— Begin Dataset excerpts —
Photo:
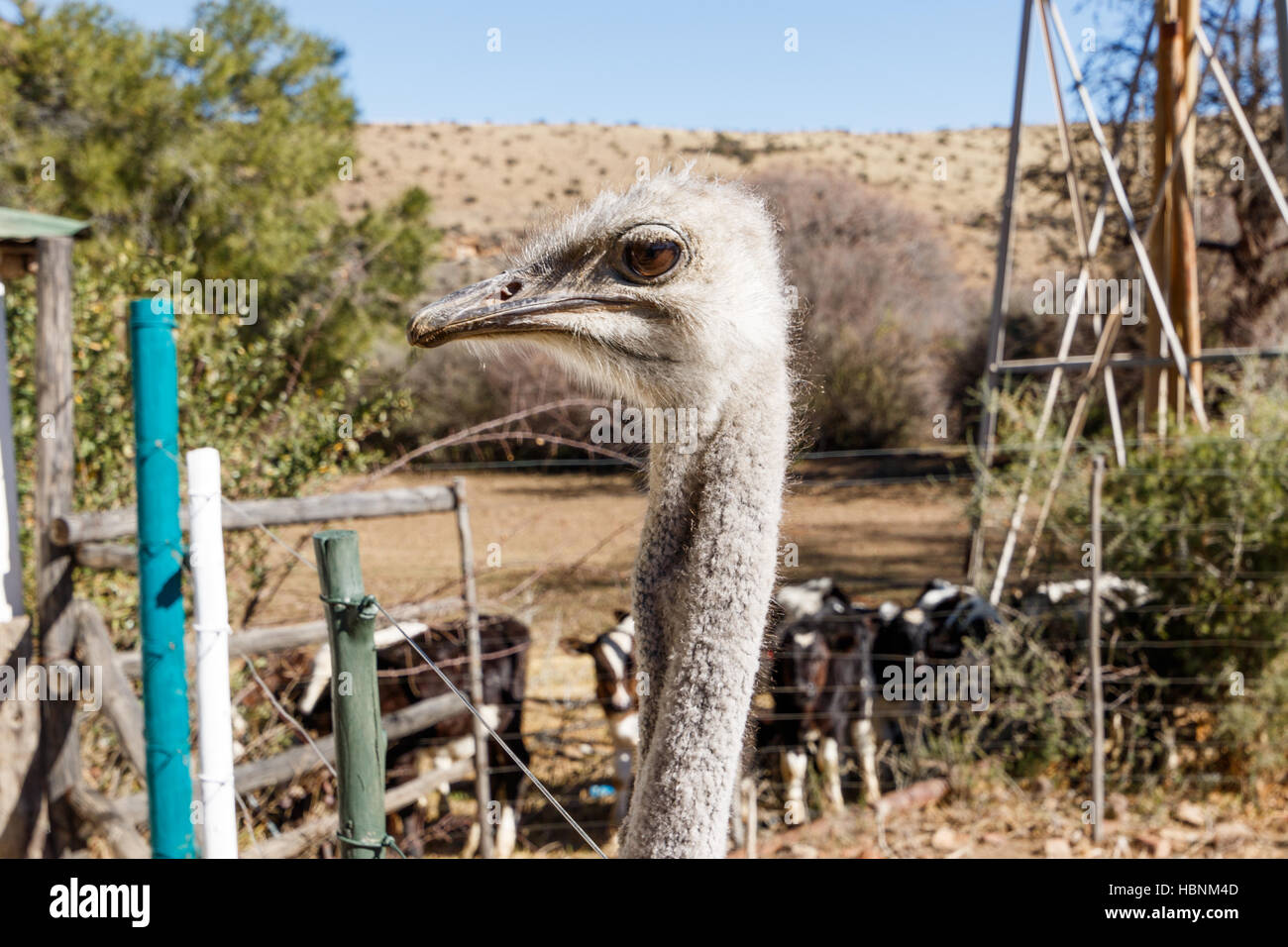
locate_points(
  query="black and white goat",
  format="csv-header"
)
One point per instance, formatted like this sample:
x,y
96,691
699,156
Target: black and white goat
x,y
613,654
814,684
816,671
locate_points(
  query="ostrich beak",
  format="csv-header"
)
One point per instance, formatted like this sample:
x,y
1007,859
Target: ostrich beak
— End Dataset excerpts —
* Job *
Copy out all the entries with "Target" swapped for "Object" wherever it appears and everything else left unchanged. Leave the pictures out.

* Completed exercise *
Photo:
locate_points(
  query="black and white goat",
  format="csv-header"
)
One point per instance, formatted like this sample:
x,y
96,691
699,156
Object: black and white goat
x,y
613,654
814,684
816,671
locate_points(
  query="ostrich beak",
  format="csv-header"
)
One point per instance, formatted like this sample:
x,y
1007,859
Object: ostrich beak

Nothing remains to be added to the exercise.